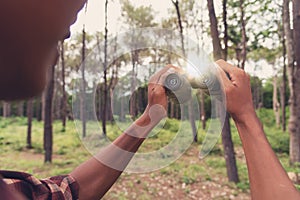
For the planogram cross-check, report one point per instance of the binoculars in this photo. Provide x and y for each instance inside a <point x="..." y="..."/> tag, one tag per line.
<point x="179" y="85"/>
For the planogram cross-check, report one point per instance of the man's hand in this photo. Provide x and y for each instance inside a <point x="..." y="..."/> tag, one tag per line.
<point x="157" y="98"/>
<point x="237" y="89"/>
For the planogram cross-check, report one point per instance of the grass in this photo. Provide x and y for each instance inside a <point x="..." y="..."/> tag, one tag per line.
<point x="69" y="151"/>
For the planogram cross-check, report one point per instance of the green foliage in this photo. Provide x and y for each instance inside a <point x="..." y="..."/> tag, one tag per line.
<point x="69" y="152"/>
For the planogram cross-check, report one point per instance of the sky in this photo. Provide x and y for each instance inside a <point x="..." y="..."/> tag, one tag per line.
<point x="94" y="21"/>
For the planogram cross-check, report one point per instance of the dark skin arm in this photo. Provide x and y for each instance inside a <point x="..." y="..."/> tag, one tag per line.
<point x="96" y="178"/>
<point x="268" y="179"/>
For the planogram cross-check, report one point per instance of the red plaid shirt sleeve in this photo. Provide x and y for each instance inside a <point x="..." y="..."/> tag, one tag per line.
<point x="53" y="188"/>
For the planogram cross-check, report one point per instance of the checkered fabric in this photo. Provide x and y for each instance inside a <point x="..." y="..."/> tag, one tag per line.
<point x="53" y="188"/>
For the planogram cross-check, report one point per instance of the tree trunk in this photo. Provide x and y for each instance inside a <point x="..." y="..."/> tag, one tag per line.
<point x="276" y="105"/>
<point x="294" y="123"/>
<point x="226" y="132"/>
<point x="225" y="51"/>
<point x="29" y="122"/>
<point x="6" y="109"/>
<point x="64" y="94"/>
<point x="284" y="80"/>
<point x="104" y="110"/>
<point x="48" y="135"/>
<point x="83" y="86"/>
<point x="20" y="111"/>
<point x="244" y="36"/>
<point x="38" y="108"/>
<point x="190" y="103"/>
<point x="229" y="152"/>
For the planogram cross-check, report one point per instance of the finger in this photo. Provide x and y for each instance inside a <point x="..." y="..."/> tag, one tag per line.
<point x="225" y="66"/>
<point x="159" y="77"/>
<point x="225" y="82"/>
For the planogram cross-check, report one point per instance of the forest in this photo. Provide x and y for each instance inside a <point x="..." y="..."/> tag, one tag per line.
<point x="99" y="86"/>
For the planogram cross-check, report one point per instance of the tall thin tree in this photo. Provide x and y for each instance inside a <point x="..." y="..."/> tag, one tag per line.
<point x="83" y="84"/>
<point x="104" y="108"/>
<point x="64" y="94"/>
<point x="190" y="103"/>
<point x="48" y="132"/>
<point x="29" y="122"/>
<point x="226" y="132"/>
<point x="244" y="35"/>
<point x="294" y="127"/>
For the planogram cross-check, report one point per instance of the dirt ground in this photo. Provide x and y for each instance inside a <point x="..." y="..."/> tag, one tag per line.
<point x="156" y="185"/>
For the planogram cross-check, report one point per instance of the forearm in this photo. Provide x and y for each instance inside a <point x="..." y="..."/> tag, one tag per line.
<point x="268" y="179"/>
<point x="98" y="174"/>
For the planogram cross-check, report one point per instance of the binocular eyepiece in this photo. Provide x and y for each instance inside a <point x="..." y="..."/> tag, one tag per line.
<point x="179" y="85"/>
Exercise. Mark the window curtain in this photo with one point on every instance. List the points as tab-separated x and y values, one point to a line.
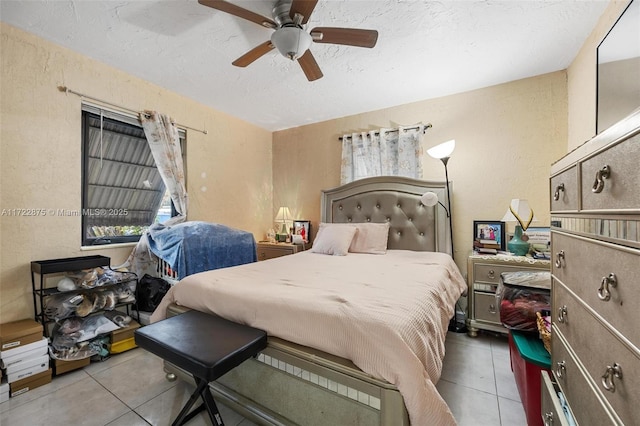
164	142
383	152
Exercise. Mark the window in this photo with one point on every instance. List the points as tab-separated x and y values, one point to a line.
122	191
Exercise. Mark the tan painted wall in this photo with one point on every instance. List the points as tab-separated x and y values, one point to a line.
581	79
40	157
507	136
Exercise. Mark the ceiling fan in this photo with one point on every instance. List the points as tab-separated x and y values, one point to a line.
290	37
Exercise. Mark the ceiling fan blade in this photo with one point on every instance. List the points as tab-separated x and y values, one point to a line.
310	66
253	54
348	36
225	6
304	8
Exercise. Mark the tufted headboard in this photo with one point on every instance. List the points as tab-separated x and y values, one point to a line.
396	200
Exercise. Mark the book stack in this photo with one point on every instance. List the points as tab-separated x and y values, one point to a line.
486	246
24	356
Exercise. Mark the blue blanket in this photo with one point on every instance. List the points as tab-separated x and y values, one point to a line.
193	247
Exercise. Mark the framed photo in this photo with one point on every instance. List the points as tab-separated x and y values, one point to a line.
489	235
302	228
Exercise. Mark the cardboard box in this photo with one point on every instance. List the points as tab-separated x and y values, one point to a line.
26	364
125	332
21	353
28	372
27	384
122	346
4	392
19	333
61	366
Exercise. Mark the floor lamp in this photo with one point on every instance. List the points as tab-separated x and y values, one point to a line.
443	153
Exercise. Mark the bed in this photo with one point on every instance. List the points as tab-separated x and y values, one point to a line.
172	252
345	346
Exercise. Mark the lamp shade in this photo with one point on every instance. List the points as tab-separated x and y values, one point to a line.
443	150
429	199
283	214
519	211
291	42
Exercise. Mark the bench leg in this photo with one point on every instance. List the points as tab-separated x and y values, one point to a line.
202	390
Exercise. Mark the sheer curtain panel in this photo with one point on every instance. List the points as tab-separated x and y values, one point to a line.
383	152
164	141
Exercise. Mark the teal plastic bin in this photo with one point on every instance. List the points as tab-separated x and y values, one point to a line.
528	359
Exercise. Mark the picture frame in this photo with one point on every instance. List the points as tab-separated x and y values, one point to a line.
489	236
302	228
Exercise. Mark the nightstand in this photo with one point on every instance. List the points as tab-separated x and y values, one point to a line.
483	277
267	250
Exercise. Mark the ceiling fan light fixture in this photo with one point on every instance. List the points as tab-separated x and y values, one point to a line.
291	42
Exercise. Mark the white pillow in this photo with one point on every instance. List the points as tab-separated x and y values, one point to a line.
371	238
333	240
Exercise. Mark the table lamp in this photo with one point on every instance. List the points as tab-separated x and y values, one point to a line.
283	216
520	212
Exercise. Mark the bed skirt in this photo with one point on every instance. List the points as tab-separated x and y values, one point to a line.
289	384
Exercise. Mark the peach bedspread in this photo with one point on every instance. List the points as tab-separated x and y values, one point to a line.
388	314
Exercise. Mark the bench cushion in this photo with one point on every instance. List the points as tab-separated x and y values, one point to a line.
205	345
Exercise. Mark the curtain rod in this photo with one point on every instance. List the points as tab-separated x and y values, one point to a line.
65	89
426	126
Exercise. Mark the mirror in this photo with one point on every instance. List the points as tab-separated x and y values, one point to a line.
618	79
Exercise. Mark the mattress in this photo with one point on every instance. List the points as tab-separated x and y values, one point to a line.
388	314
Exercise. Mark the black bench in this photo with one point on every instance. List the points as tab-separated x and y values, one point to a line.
205	346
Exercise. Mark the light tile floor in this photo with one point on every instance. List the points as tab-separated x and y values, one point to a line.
130	389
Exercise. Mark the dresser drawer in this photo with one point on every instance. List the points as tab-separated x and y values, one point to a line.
597	349
486	308
551	410
584	402
584	266
620	189
564	190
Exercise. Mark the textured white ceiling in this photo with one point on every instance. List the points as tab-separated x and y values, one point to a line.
425	49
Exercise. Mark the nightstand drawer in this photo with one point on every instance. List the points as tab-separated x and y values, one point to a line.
490	274
267	251
486	308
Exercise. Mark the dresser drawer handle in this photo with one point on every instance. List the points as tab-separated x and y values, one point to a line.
562	314
612	372
601	175
556	195
548	418
559	259
603	292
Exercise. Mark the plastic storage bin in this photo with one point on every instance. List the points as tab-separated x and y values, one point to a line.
528	359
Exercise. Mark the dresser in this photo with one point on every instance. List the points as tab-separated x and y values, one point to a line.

════════

Instructions for the task:
Quote every line word for word and keep the images out of the copy.

Output below:
For the planogram cross-check, report one point per instance of the binoculars in this photo. Provide x and y for each instance inside a <point x="..." y="..."/> tag, one tag per line.
<point x="179" y="85"/>
For the planogram cross-check, report one point per instance of the man's hand in this photo. Provide x and y for each instance inside a <point x="..." y="..."/> tag, one tag per line.
<point x="157" y="98"/>
<point x="237" y="89"/>
For the planogram cross-check, report one point per instance of the grass in this photo. Provide x and y for each instance inside a <point x="..." y="..."/> tag, one tag per line.
<point x="69" y="151"/>
For the planogram cross-check, report one point per instance of the green foliage in this photo. Provide x and y for each instance inside a <point x="..." y="..."/> tag, one tag per line.
<point x="69" y="152"/>
For the planogram cross-check, report one point per instance of the sky in this photo. Provide x and y for each instance inside a <point x="..." y="..."/> tag, one tag per line.
<point x="94" y="21"/>
For the planogram cross-check, report one point per instance of the dark skin arm in this photo. Provide x and y for each instance inside a <point x="..." y="..."/> tag, one tag per line.
<point x="96" y="178"/>
<point x="268" y="179"/>
For the planogram cross-check, report one point per instance of the red plaid shirt sleeve in this photo. Provide x and y for each instance inside a <point x="..." y="..."/> tag, one tag per line.
<point x="53" y="188"/>
For the planogram cross-check, report one point per instance of the checkered fabric in this photo. Provide x and y for each instance inside a <point x="..." y="..."/> tag, one tag per line.
<point x="53" y="188"/>
For the planogram cross-check, report one point per instance of the tree trunk in this photo. Provide x and y for each instance inside a <point x="..." y="..."/> tag, one tag per line.
<point x="276" y="105"/>
<point x="294" y="123"/>
<point x="226" y="132"/>
<point x="225" y="51"/>
<point x="29" y="122"/>
<point x="6" y="109"/>
<point x="64" y="94"/>
<point x="284" y="80"/>
<point x="104" y="110"/>
<point x="48" y="135"/>
<point x="83" y="86"/>
<point x="20" y="111"/>
<point x="244" y="36"/>
<point x="38" y="108"/>
<point x="190" y="103"/>
<point x="229" y="152"/>
For the planogram cross-check, report one point per instance of the finger in this photo. Provide x and y for each instance inside a <point x="..." y="..."/> tag, one tag per line.
<point x="225" y="66"/>
<point x="159" y="77"/>
<point x="225" y="82"/>
For the planogram cross-check, report one point per instance of the forest in this photo. Provide x and y for each instance inside a <point x="..." y="..."/> tag, one tag per line.
<point x="99" y="86"/>
For the planogram cross-check, report one point per instance of the tall thin tree in this photo. Provide x and y for each instance inside a <point x="..." y="..."/> tag, one tag per line.
<point x="83" y="84"/>
<point x="104" y="108"/>
<point x="64" y="94"/>
<point x="190" y="103"/>
<point x="48" y="132"/>
<point x="29" y="122"/>
<point x="226" y="132"/>
<point x="244" y="35"/>
<point x="294" y="127"/>
For the planogram cross-check, report one point per instance of the dirt ground in this photo. Provide x and y for each instance inside a <point x="..." y="..."/> tag, one tag per line.
<point x="156" y="185"/>
For the planogram cross-check, report one point per instance of the forearm in this photo. Provide x and y for each instance inside a <point x="..." y="..."/> tag, one tag per line.
<point x="268" y="179"/>
<point x="98" y="174"/>
For the planogram cross-check, report one point per instance of the binocular eyepiece in this photo. Provide x and y for each instance inside a <point x="..." y="..."/> tag, one tag per line.
<point x="179" y="85"/>
Exercise. Mark the window curtain in this photo with one point on every instance. List the points as tab-separated x and y values, one point to a line.
164	142
383	152
Exercise. Mark the window in this photo with one point on every instance. List the points as tab-separated x and y values, one point to a line.
122	191
Exercise. Mark the tan painted wall in this photo with one point on every instance. List the points as tab-separated x and y values, one point to a line.
581	79
40	157
507	136
Exercise. Mark the ceiling fan in this photo with one point on every instance. List the points as tab-separated x and y values, one point to a line.
290	37
Exercise. Mark the ceiling fan blade in this photo with one point on every instance. List the points as tab-separated x and y values, one point to a line.
310	66
253	54
348	36
225	6
304	8
Exercise. Mark the tufted headboard in this photo with one point on every instance. List the points as tab-separated x and y values, one point to a line.
396	200
Exercise. Mark the book stack in this photo with one point on every instance. List the points as tab-separated x and y values, one point to a line.
486	246
24	356
Exercise. Mark the blue blanket in this photo with one point on every instance. List the points as tab-separated x and y values, one point to a line.
193	247
Exercise. Mark the framed photo in this photo with one point on every instance. List the points as tab-separated x and y values, one point to a line.
489	235
302	228
Exercise. Mark the cardboard box in this photo with one point on every instance. List the points as tab-separated x and y values, one point to a line.
26	364
125	332
21	353
28	372
27	384
122	346
4	392
19	333
61	366
Exercise. Mark the floor lamp in this photo with one point on every instance. List the points as tab-separated x and y values, one point to a line.
443	153
Exercise. Mark the bed in this photo with one point on every instance. List the points as tab-separated x and y values, one point to a line.
172	252
345	346
Exercise. Mark the lamp shade in this photo with one point on every instance. List the points as tab-separated x and y values, one point to a line.
443	150
429	199
283	214
519	211
291	42
Exercise. Mark the bench leg in this photo with one point on every instance. List the points as tab-separated x and y values, one point to a line.
202	390
Exercise. Mark the sheer curtain panel in this photo with one point on every instance. List the points as tab-separated x and y values, one point to a line.
383	152
164	141
Exercise. Mark the teal plastic bin in this photo with one point on every instance. List the points as tab-separated x and y values, one point to a line.
528	359
Exercise. Mark the picture frame in this photo with one point on every instance. List the points as tab-separated x and y values, one point to a line.
489	236
302	228
Exercise. Mark the nightstand in this photo with one point on every instance. List the points as tab-separated x and y values, one point to a line.
483	277
267	250
Exercise. Mark the ceiling fan light fixture in this photo with one point on every instance. List the points as tab-separated x and y values, one point to a line.
291	42
Exercise. Mark the white pillow in this photo with one point on every instance. List the points as tab-separated x and y values, one point to a line.
371	238
333	240
Exercise. Mark the table lamp in this photo with one point on every instance. List the points as tab-separated x and y values, one point to a line.
283	216
520	212
Exercise. Mark the bed skirt in this photo with one point on every instance. List the points as tab-separated x and y values, one point to a line.
289	384
Exercise. Mark the peach bedspread in this photo with one point on every instance. List the points as tab-separated x and y values, one point to a line.
388	314
Exercise. Mark the bench cushion in this photo with one point on every instance. List the points as tab-separated x and y values, one point to a line.
205	345
Exercise. Mark the curtain rod in this photo with one point on every instance. List the points as tab-separated x and y values, one point to a line.
65	89
426	126
Exercise. Mark the mirror in this photo with one point on every instance. List the points as tab-separated x and y values, one point to a line.
618	79
Exercise. Mark the mattress in this photo with one point on every instance. List the points as tab-separated x and y values, one point to a line.
388	314
Exercise. Mark the black bench in this photo with one point on every instance. List the points as tab-separated x and y values, one point to a line.
205	346
Exercise. Mark the light tile floor in this photo with one point on every instance. List the points as tab-separated x and y values, one point to a line.
130	389
Exercise. Mark the dresser drawer in this photo with one point on every instance. List the points as tab-separated x and y values, one point to a line.
597	349
486	308
551	410
584	402
584	266
620	189
564	190
Exercise. Mark the textured white ceiling in this photo with one point on every instance. List the points as tab-separated x and y values, one point to a line.
425	49
Exercise. Mark the nightstand drawer in this photo with one point on every instance. List the points as tab-separated x and y values, one point to a line.
490	274
267	251
486	308
Exercise. Mark the dresser drawer handle in this photo with one point on every instance. List the points as tab-separated x and y values, one point to a line.
562	314
612	372
601	175
556	195
548	418
559	259
603	292
Exercise. Mark the plastic storage bin in this photo with one point on every instance. List the points as tab-separated x and y values, one point to a line.
528	359
Exercise. Mark the dresser in this photo with one point on every instance. List the points as tab-separated x and y values, one point to a line.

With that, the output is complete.